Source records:
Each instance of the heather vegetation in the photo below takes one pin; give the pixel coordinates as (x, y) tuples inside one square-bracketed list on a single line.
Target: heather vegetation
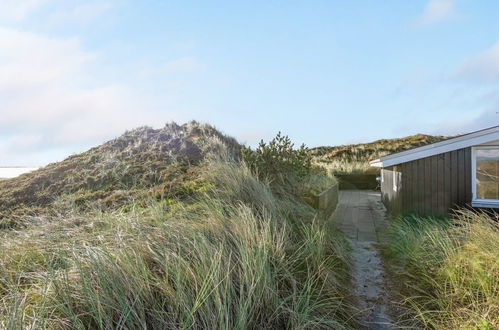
[(170, 229), (354, 158), (449, 270)]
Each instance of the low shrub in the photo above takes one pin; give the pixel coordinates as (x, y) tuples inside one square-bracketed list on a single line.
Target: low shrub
[(278, 160)]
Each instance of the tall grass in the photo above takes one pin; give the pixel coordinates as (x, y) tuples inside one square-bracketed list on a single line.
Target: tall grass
[(236, 256), (450, 268)]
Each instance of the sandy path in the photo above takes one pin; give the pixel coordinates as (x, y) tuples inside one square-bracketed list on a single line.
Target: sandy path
[(361, 216)]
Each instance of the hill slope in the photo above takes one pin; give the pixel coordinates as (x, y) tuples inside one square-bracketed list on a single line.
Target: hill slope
[(223, 248), (354, 158), (144, 161)]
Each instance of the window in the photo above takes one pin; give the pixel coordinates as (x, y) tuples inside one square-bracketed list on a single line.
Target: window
[(396, 178), (485, 175)]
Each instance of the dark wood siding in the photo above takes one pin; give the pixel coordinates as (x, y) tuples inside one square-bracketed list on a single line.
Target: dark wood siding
[(431, 185)]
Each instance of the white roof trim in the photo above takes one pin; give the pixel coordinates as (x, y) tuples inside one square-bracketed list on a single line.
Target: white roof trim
[(463, 141)]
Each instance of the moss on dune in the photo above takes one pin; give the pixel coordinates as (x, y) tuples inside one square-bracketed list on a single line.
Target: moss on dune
[(144, 162)]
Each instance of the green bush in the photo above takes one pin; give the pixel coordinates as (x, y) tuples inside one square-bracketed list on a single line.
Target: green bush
[(278, 160)]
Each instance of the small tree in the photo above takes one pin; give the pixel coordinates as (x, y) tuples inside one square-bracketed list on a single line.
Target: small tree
[(278, 160)]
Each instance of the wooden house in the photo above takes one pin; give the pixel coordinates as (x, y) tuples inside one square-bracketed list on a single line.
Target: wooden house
[(435, 178)]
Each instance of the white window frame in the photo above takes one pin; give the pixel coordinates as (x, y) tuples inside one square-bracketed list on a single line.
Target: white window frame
[(396, 179), (480, 202)]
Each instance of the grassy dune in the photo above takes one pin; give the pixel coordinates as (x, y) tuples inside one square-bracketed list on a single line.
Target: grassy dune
[(450, 270), (229, 252), (354, 158)]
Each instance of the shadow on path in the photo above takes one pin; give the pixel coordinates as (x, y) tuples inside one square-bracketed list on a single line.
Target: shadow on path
[(362, 217)]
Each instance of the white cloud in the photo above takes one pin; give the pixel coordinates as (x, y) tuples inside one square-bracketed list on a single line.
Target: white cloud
[(184, 65), (483, 67), (15, 10), (81, 14), (437, 11), (51, 100)]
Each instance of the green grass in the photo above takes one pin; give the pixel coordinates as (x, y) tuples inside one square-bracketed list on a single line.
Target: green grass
[(449, 269), (234, 255), (354, 158)]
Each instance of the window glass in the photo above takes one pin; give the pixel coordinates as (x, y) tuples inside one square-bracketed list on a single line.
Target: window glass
[(487, 173)]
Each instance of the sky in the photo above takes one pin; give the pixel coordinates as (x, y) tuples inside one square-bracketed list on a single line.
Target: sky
[(74, 74)]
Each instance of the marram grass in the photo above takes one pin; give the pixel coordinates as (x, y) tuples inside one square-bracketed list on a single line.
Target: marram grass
[(450, 269), (236, 256)]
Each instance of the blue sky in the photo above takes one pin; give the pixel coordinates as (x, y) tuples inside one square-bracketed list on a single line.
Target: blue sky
[(76, 73)]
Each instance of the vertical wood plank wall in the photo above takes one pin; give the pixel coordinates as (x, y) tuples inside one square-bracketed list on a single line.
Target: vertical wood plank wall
[(431, 185)]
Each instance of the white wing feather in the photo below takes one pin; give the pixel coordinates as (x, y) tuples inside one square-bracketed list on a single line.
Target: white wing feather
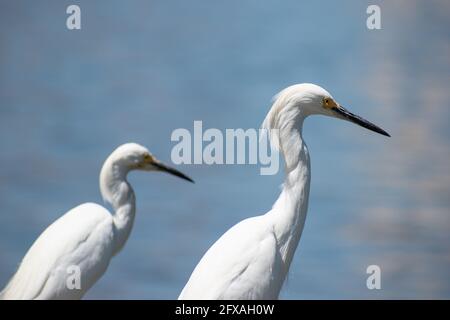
[(83, 238), (238, 266)]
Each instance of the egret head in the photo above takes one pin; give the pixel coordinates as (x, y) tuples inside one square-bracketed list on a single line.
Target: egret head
[(132, 156), (312, 99)]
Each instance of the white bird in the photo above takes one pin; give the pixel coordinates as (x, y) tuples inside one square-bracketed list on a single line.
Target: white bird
[(84, 239), (252, 259)]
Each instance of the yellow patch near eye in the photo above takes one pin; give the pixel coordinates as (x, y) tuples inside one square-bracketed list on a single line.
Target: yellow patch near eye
[(329, 103)]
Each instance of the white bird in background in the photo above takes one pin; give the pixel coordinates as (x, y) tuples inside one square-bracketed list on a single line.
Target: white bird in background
[(86, 237), (252, 259)]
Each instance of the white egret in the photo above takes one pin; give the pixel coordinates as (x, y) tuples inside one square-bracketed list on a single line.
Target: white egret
[(85, 239), (251, 260)]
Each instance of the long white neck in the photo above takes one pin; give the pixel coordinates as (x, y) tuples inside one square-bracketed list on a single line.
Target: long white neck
[(289, 211), (118, 192)]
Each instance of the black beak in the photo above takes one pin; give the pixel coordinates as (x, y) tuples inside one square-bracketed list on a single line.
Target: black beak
[(161, 166), (347, 115)]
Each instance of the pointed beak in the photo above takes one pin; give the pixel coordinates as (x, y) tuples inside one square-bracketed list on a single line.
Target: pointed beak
[(343, 113), (162, 167)]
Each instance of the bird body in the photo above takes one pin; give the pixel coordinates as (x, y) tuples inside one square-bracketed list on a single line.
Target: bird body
[(252, 259), (83, 237), (86, 237)]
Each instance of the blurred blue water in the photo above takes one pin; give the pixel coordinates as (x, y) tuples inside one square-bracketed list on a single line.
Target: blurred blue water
[(138, 70)]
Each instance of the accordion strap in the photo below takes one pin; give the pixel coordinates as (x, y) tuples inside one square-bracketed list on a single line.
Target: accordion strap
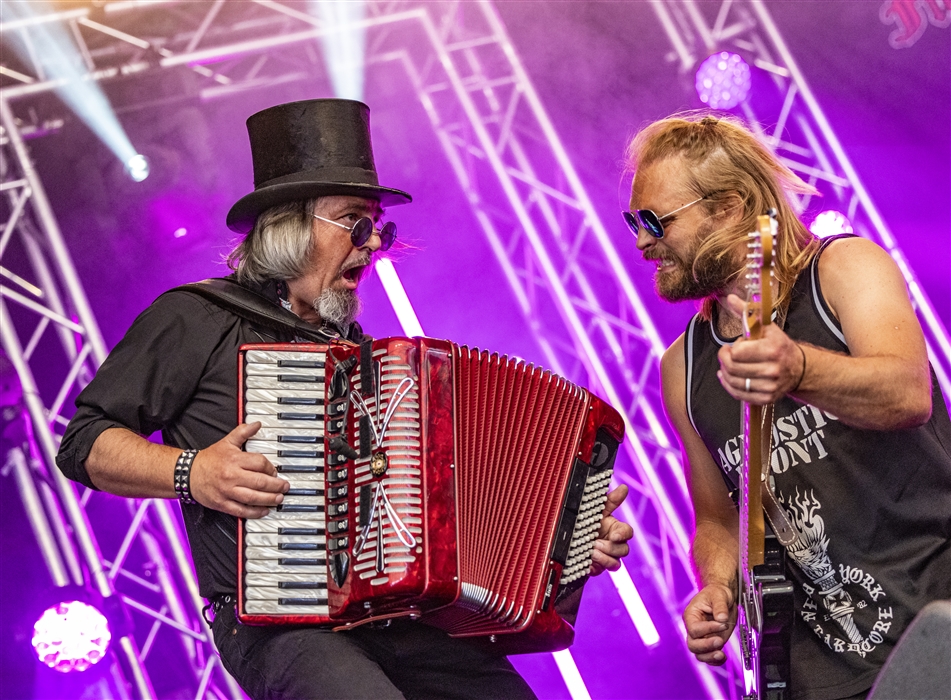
[(254, 307)]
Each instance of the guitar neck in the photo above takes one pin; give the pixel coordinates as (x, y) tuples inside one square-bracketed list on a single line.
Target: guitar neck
[(756, 435)]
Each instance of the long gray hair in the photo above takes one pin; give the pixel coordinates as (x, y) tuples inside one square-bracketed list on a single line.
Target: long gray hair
[(279, 246)]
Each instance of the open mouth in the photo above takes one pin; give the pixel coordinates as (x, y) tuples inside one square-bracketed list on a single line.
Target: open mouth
[(354, 274)]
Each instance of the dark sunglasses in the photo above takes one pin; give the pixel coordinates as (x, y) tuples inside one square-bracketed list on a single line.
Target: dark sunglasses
[(361, 231), (649, 221)]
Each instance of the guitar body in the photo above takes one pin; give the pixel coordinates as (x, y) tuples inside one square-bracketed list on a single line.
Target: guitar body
[(766, 596), (776, 603)]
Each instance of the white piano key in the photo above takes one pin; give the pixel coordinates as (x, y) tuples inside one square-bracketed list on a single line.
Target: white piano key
[(265, 607), (256, 580), (271, 382), (263, 553), (273, 356), (272, 525), (269, 420), (271, 396), (271, 566), (318, 595), (261, 539)]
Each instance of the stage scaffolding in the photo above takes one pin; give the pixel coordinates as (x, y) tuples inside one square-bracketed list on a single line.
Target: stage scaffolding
[(550, 243)]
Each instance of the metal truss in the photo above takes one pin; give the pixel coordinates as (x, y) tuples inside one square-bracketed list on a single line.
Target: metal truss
[(791, 122), (128, 555), (560, 262)]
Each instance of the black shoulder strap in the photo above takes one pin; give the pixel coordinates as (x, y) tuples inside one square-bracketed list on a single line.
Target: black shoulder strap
[(252, 306)]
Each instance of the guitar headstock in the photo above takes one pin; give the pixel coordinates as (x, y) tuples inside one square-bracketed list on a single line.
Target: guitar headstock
[(759, 275)]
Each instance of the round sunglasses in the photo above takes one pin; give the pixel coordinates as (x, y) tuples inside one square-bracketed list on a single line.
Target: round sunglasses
[(361, 231), (649, 221)]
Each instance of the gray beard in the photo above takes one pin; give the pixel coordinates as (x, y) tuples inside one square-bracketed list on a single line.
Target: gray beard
[(338, 307)]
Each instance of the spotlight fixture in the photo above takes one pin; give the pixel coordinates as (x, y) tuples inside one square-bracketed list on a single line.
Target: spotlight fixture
[(137, 167), (723, 80), (71, 636), (830, 223)]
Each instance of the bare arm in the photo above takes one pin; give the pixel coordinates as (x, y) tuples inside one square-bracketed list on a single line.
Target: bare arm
[(711, 615), (223, 477), (884, 384)]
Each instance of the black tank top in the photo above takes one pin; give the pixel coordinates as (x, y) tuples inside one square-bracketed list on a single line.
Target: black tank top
[(874, 507)]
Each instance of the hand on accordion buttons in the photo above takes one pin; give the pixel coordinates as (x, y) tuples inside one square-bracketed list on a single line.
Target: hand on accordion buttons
[(243, 484), (611, 544)]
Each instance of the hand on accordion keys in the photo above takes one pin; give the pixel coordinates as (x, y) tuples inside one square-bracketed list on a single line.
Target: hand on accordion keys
[(243, 484), (613, 536)]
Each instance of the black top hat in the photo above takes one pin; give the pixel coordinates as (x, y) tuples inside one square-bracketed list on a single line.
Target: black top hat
[(309, 149)]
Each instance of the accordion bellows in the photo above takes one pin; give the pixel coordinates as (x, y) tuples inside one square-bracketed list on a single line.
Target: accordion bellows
[(428, 480)]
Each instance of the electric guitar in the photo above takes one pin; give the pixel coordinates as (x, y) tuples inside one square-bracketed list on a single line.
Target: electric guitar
[(766, 597)]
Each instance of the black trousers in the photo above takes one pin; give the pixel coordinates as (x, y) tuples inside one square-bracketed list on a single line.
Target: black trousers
[(406, 660)]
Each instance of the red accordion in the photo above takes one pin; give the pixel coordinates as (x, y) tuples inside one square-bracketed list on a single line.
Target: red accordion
[(428, 480)]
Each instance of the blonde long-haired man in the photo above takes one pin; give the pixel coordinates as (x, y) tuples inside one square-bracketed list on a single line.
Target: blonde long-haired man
[(860, 437)]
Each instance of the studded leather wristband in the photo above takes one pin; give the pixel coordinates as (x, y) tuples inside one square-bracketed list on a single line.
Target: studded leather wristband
[(183, 471)]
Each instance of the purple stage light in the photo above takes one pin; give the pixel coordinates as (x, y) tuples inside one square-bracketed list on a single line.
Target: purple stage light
[(398, 298), (71, 636), (830, 223), (723, 80)]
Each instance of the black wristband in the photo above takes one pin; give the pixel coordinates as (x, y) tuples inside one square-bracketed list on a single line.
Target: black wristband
[(183, 472)]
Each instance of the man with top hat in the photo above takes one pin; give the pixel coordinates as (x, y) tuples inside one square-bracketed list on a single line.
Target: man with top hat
[(312, 226)]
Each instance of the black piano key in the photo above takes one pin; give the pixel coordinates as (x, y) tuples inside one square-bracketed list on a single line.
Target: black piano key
[(336, 526), (309, 531), (302, 601), (300, 439), (302, 562), (335, 475), (304, 492), (297, 469), (335, 543), (303, 364), (299, 508), (299, 416), (299, 400)]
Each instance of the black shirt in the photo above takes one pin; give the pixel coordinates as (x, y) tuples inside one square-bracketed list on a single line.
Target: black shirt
[(175, 371), (873, 508)]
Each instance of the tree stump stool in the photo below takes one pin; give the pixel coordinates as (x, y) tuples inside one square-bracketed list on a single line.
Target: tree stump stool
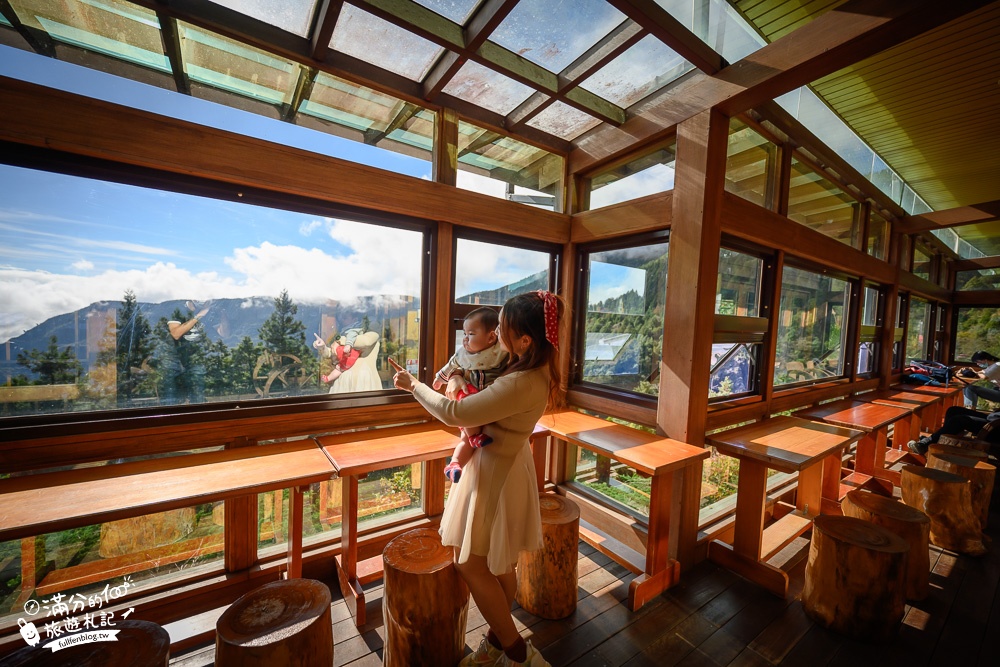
[(980, 475), (855, 577), (284, 622), (966, 442), (547, 579), (938, 448), (425, 603), (946, 499), (136, 643), (908, 522)]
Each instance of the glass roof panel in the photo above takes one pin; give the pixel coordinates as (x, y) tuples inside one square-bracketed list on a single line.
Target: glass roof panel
[(555, 33), (291, 15), (643, 69), (219, 62), (375, 115), (110, 27), (482, 86), (376, 41), (458, 11), (563, 121), (717, 24)]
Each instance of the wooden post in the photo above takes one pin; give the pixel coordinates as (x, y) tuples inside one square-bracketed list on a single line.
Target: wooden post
[(947, 501), (425, 603), (281, 623), (854, 578), (547, 579), (909, 523)]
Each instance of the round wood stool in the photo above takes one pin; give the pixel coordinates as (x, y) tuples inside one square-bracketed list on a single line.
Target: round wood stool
[(425, 603), (137, 643), (908, 522), (547, 579), (946, 499), (855, 577), (980, 475), (284, 622)]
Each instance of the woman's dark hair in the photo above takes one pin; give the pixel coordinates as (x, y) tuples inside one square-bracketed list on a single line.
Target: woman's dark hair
[(524, 315)]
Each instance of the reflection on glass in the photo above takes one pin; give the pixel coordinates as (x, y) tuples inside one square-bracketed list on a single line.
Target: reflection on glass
[(811, 327), (374, 40), (814, 201), (977, 330), (738, 291), (641, 70), (749, 161), (626, 292), (500, 166), (552, 37), (140, 318), (918, 330), (291, 15), (483, 87), (646, 175), (488, 274)]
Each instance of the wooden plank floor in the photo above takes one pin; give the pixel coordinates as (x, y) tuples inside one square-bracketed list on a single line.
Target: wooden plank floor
[(714, 617)]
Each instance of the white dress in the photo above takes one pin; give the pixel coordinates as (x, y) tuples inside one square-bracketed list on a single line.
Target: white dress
[(493, 510)]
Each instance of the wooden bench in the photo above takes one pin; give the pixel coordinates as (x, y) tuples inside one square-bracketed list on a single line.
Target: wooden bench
[(354, 455), (38, 504), (662, 459)]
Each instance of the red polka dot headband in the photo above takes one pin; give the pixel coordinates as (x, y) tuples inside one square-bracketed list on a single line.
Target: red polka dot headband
[(550, 306)]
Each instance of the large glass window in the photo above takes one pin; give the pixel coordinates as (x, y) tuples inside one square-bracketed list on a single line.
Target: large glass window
[(625, 291), (918, 329), (119, 296), (646, 175), (812, 327), (816, 202), (978, 329), (750, 160)]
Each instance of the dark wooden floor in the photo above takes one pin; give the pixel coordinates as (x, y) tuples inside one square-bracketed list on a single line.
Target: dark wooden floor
[(714, 617)]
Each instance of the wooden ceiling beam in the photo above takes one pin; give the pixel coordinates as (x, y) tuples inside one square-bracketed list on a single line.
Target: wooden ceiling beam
[(671, 32), (952, 217), (838, 38)]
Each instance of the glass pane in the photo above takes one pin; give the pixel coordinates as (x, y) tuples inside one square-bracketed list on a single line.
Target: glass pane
[(140, 317), (748, 161), (811, 327), (814, 201), (110, 27), (499, 166), (458, 11), (368, 116), (553, 36), (978, 329), (489, 273), (383, 44), (878, 236), (733, 369), (86, 570), (980, 279), (738, 291), (626, 293), (484, 87), (918, 331), (643, 176), (716, 24), (224, 64), (563, 121), (641, 70), (291, 15)]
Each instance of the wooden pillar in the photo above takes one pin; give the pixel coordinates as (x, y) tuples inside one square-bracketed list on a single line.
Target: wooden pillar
[(689, 317)]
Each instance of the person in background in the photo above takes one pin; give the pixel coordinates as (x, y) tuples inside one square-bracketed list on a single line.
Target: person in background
[(492, 513)]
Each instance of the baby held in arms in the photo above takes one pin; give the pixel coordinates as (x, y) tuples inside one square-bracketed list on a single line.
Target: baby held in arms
[(472, 368)]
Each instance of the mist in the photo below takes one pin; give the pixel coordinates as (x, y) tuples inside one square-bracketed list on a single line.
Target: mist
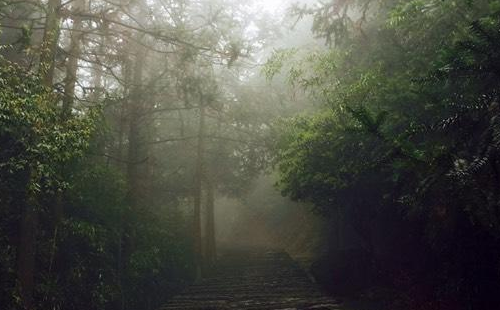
[(228, 154)]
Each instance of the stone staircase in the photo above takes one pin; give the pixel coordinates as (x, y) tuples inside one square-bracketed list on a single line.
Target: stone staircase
[(254, 279)]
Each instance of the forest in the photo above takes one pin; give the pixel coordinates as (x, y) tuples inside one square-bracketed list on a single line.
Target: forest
[(353, 141)]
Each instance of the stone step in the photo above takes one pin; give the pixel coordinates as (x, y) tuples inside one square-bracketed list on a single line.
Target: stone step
[(251, 280)]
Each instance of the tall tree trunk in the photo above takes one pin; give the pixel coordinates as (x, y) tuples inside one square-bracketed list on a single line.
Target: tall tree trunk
[(200, 150), (49, 42), (74, 55), (210, 246)]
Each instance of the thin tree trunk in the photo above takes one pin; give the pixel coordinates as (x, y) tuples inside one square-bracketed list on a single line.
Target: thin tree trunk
[(74, 55), (198, 193), (210, 246), (49, 42)]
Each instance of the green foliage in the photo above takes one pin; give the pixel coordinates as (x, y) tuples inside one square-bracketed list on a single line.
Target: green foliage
[(409, 128), (31, 134)]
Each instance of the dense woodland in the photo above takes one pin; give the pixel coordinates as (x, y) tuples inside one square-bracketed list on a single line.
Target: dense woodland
[(122, 124)]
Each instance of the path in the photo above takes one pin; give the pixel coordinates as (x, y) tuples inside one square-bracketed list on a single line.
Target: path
[(254, 279)]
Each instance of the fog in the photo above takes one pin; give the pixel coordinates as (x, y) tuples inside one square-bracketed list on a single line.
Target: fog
[(230, 154)]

### GIVEN INSTRUCTION
Copy the lines of the data above verbatim, from the line with "Each instance of the accordion strap" to the line with "[(254, 307)]", both included. Omit the picture from your copy.

### ANSWER TO THIS TASK
Each instance of the accordion strap in the photo below takes one pin; give the pixel coordinates as (x, y) tuples inside one square-bracketed list on a single line.
Target: accordion strap
[(254, 307)]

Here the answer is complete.